Your instructions
Copy all records verbatim.

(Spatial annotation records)
= = = = = = =

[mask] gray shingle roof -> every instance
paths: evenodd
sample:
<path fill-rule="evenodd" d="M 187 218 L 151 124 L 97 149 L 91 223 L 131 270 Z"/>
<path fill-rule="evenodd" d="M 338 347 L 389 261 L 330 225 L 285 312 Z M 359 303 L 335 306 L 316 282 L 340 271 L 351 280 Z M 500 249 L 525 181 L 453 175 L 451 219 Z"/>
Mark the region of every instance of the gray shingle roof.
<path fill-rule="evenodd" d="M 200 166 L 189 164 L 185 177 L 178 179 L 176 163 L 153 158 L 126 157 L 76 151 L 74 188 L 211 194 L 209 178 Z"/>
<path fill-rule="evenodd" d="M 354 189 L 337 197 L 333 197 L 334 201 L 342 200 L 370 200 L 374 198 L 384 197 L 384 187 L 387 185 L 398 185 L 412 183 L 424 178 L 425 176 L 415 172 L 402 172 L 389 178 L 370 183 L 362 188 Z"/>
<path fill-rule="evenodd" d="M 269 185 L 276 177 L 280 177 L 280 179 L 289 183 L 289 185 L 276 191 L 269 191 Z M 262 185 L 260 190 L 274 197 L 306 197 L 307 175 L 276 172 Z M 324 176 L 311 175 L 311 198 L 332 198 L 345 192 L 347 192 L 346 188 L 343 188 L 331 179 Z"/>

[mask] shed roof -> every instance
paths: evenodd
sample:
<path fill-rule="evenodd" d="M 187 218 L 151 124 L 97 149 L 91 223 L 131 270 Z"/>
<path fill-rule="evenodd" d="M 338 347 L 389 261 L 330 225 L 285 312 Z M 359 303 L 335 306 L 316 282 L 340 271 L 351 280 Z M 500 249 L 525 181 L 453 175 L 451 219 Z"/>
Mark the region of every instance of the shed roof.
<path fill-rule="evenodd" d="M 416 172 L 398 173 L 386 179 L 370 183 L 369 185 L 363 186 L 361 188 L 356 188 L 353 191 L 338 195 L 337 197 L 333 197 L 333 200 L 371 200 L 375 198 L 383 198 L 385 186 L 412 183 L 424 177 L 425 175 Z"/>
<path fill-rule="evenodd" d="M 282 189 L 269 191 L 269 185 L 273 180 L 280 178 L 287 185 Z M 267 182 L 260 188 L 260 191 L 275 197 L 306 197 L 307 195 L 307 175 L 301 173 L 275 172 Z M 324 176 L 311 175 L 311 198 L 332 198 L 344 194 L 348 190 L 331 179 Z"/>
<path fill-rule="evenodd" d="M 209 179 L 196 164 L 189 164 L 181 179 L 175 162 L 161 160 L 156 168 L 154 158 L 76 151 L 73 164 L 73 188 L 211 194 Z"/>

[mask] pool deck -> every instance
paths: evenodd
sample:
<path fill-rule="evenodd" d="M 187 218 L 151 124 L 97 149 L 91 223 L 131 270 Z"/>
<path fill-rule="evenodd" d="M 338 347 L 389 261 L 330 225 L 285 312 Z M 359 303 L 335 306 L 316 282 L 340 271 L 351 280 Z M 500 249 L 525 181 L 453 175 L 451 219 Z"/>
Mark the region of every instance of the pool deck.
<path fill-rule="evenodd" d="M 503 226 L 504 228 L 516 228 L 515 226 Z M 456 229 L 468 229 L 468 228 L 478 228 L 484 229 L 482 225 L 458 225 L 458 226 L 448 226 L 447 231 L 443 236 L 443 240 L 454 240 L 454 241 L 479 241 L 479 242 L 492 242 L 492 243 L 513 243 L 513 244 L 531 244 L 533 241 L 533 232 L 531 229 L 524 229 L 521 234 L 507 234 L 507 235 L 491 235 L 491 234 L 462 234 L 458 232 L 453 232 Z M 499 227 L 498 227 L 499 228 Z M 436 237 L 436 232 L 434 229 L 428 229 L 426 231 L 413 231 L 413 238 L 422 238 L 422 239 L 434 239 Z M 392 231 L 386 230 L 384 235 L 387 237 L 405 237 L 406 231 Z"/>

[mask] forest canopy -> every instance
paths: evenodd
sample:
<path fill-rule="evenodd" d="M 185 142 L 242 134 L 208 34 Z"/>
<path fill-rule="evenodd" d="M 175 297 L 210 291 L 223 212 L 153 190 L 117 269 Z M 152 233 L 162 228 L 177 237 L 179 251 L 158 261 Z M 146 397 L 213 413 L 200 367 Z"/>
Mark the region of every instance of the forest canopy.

= = = = = = =

Output for this task
[mask] gray shingle roof -> every instance
paths: evenodd
sample:
<path fill-rule="evenodd" d="M 187 218 L 151 124 L 97 149 L 91 223 L 131 270 Z"/>
<path fill-rule="evenodd" d="M 338 347 L 389 261 L 330 225 L 285 312 Z M 359 303 L 335 306 L 316 282 L 340 271 L 351 280 Z M 500 249 L 525 181 L 453 175 L 451 219 Z"/>
Mark the region of every instance of the gray shingle roof.
<path fill-rule="evenodd" d="M 200 166 L 189 164 L 185 177 L 178 179 L 176 163 L 153 158 L 126 157 L 76 151 L 74 188 L 211 194 L 209 178 Z"/>
<path fill-rule="evenodd" d="M 354 189 L 337 197 L 333 197 L 334 201 L 342 200 L 370 200 L 374 198 L 384 197 L 384 187 L 387 185 L 398 185 L 412 183 L 424 178 L 425 176 L 415 172 L 402 172 L 389 178 L 370 183 L 362 188 Z"/>
<path fill-rule="evenodd" d="M 269 185 L 276 177 L 280 177 L 280 179 L 289 183 L 289 185 L 276 191 L 269 191 Z M 262 185 L 260 190 L 274 197 L 306 197 L 307 175 L 276 172 Z M 324 176 L 311 175 L 311 198 L 332 198 L 345 192 L 347 192 L 346 188 L 343 188 L 331 179 Z"/>

[mask] shed roof -> every instance
paths: evenodd
sample:
<path fill-rule="evenodd" d="M 187 218 L 151 124 L 97 149 L 91 223 L 131 270 Z"/>
<path fill-rule="evenodd" d="M 338 347 L 389 261 L 330 225 L 285 312 Z M 359 303 L 335 306 L 316 282 L 340 271 L 351 280 Z M 500 249 L 525 181 L 453 175 L 451 219 Z"/>
Mark the region of every instance of the shed roof.
<path fill-rule="evenodd" d="M 416 172 L 398 173 L 386 179 L 370 183 L 369 185 L 363 186 L 361 188 L 356 188 L 353 191 L 338 195 L 337 197 L 333 197 L 333 200 L 371 200 L 375 198 L 383 198 L 385 186 L 412 183 L 424 177 L 425 175 Z"/>
<path fill-rule="evenodd" d="M 282 189 L 269 191 L 269 185 L 273 180 L 280 178 L 287 185 Z M 267 182 L 260 188 L 260 191 L 275 197 L 306 197 L 307 195 L 307 175 L 301 173 L 275 172 Z M 324 176 L 311 175 L 311 198 L 332 198 L 344 194 L 348 190 L 331 179 Z"/>
<path fill-rule="evenodd" d="M 209 179 L 196 164 L 189 164 L 181 179 L 175 162 L 161 160 L 156 168 L 154 158 L 76 151 L 73 164 L 73 188 L 211 194 Z"/>

[mask] pool deck -> every instance
paths: evenodd
sample:
<path fill-rule="evenodd" d="M 187 218 L 151 124 L 97 149 L 91 223 L 131 270 Z"/>
<path fill-rule="evenodd" d="M 338 347 L 389 261 L 330 225 L 285 312 Z M 359 303 L 335 306 L 316 282 L 340 271 L 351 280 Z M 500 249 L 525 181 L 453 175 L 451 219 Z"/>
Mark the region of every instance of the pool deck.
<path fill-rule="evenodd" d="M 503 226 L 504 228 L 516 228 L 515 226 Z M 456 229 L 468 229 L 468 228 L 478 228 L 484 229 L 482 225 L 458 225 L 458 226 L 448 226 L 447 231 L 443 236 L 443 240 L 454 240 L 454 241 L 479 241 L 479 242 L 492 242 L 492 243 L 513 243 L 513 244 L 531 244 L 533 241 L 533 232 L 531 229 L 524 229 L 521 234 L 507 234 L 507 235 L 491 235 L 491 234 L 462 234 L 458 232 L 453 232 Z M 499 227 L 498 227 L 499 228 Z M 436 237 L 436 232 L 434 229 L 428 229 L 426 231 L 413 231 L 413 238 L 422 238 L 422 239 L 434 239 Z M 392 231 L 386 230 L 384 235 L 387 237 L 405 237 L 406 231 Z"/>

[mask] forest canopy -> every instance
paths: evenodd
sample:
<path fill-rule="evenodd" d="M 185 142 L 242 134 L 208 34 Z"/>
<path fill-rule="evenodd" d="M 175 297 L 210 291 L 223 212 L 153 190 L 117 269 Z M 152 233 L 162 228 L 177 237 L 179 251 L 158 261 Z M 146 397 L 213 413 L 200 367 Z"/>
Mark the region of every instance of the forest canopy.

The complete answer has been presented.